__Data in this exercise__.
◇ ◇ ◇ ◇ ◇ ◇ ◇

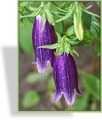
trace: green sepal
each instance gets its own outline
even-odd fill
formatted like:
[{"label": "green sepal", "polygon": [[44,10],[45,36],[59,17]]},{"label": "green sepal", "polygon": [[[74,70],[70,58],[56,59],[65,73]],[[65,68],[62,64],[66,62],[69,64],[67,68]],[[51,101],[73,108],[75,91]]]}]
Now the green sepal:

◇ ◇ ◇ ◇ ◇ ◇ ◇

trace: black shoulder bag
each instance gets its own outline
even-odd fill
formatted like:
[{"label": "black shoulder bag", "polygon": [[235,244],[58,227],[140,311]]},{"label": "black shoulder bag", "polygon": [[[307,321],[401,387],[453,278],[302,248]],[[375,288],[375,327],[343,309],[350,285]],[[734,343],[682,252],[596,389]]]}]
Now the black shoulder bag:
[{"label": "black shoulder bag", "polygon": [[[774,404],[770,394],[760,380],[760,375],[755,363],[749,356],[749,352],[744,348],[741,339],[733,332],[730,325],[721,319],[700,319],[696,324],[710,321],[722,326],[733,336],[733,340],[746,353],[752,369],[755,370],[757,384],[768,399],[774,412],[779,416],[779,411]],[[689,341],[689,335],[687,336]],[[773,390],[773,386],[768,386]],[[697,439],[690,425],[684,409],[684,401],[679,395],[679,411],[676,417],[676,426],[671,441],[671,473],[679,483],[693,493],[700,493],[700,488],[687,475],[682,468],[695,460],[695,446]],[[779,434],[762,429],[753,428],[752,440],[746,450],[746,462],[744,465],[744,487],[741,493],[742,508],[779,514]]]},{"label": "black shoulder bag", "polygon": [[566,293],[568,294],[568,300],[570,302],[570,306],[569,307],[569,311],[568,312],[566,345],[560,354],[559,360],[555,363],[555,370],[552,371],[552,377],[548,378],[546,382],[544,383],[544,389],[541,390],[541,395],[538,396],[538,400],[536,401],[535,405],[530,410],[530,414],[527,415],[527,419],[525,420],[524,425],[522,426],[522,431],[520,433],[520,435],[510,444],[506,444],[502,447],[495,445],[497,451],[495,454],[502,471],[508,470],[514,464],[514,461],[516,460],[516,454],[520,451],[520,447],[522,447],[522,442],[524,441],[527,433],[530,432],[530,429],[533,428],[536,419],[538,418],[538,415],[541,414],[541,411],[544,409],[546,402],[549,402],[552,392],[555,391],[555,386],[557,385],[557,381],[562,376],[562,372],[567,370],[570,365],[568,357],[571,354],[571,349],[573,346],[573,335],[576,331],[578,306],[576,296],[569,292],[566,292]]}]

◇ ◇ ◇ ◇ ◇ ◇ ◇

__Task objective__. Copy the lines word for word, beginning at the line that contains "trace: green sepal" and stopping after the line that contains "Now the green".

__Exercise answer__.
trace: green sepal
each instance gets its own outline
even-odd fill
formatted like:
[{"label": "green sepal", "polygon": [[44,10],[45,36],[59,17]]},{"label": "green sepal", "polygon": [[[74,70],[70,58],[56,59],[65,73]],[[65,68],[62,64],[66,62],[69,64],[67,68]],[[51,101],[73,108],[75,91]]]}]
Now the green sepal:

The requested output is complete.